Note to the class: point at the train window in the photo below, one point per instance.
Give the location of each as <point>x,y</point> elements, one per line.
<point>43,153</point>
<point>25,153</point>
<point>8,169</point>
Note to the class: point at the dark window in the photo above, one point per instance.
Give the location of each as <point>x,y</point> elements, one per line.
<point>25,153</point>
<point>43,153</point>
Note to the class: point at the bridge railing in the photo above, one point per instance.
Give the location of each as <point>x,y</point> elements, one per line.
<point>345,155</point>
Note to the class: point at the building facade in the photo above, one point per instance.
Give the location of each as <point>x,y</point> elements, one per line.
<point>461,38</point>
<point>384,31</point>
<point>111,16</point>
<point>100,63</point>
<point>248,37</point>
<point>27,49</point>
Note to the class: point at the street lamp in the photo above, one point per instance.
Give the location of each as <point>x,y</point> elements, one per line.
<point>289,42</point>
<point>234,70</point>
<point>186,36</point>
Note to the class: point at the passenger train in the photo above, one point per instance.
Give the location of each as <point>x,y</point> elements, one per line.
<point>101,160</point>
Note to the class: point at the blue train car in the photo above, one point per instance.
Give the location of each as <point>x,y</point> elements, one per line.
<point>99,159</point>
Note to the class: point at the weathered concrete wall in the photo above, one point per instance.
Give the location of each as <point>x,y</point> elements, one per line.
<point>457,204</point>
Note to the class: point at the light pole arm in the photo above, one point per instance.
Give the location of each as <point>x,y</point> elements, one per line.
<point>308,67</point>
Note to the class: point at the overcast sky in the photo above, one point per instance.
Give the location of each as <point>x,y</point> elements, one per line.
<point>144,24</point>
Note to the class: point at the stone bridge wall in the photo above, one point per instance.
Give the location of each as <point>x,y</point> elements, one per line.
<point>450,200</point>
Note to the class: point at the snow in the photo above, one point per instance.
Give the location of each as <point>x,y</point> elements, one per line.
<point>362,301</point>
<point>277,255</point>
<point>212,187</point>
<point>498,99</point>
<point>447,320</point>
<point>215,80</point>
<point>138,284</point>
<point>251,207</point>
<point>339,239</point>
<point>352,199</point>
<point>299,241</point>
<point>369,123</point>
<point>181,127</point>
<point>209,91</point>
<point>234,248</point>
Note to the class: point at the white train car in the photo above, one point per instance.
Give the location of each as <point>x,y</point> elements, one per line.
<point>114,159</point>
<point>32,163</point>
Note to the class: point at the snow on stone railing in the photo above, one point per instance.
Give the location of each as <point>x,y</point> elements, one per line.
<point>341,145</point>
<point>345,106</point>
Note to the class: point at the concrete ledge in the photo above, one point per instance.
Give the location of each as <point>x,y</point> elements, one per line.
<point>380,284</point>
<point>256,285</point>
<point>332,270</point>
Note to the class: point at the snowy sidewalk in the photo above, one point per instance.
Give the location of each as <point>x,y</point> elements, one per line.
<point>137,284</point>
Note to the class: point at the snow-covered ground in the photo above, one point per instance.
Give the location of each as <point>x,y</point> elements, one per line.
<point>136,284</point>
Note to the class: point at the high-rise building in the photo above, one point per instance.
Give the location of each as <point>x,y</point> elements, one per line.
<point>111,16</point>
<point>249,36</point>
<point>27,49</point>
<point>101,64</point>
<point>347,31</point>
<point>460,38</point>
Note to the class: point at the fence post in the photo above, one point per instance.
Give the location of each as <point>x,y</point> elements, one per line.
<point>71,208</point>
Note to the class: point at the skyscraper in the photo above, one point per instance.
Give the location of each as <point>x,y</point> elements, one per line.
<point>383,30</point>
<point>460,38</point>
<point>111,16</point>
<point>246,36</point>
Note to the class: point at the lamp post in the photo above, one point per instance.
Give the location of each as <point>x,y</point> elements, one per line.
◆ ◆ ◆
- **Challenge**
Copy out, word for word, the part that opens with the line containing "Note to the class: point at the lamp" and runs through the last of the rows.

- **Exercise result**
Note to the class: point at the lamp post in the photo above, one point per instance.
Give the location of each as <point>x,y</point> elements, one per line.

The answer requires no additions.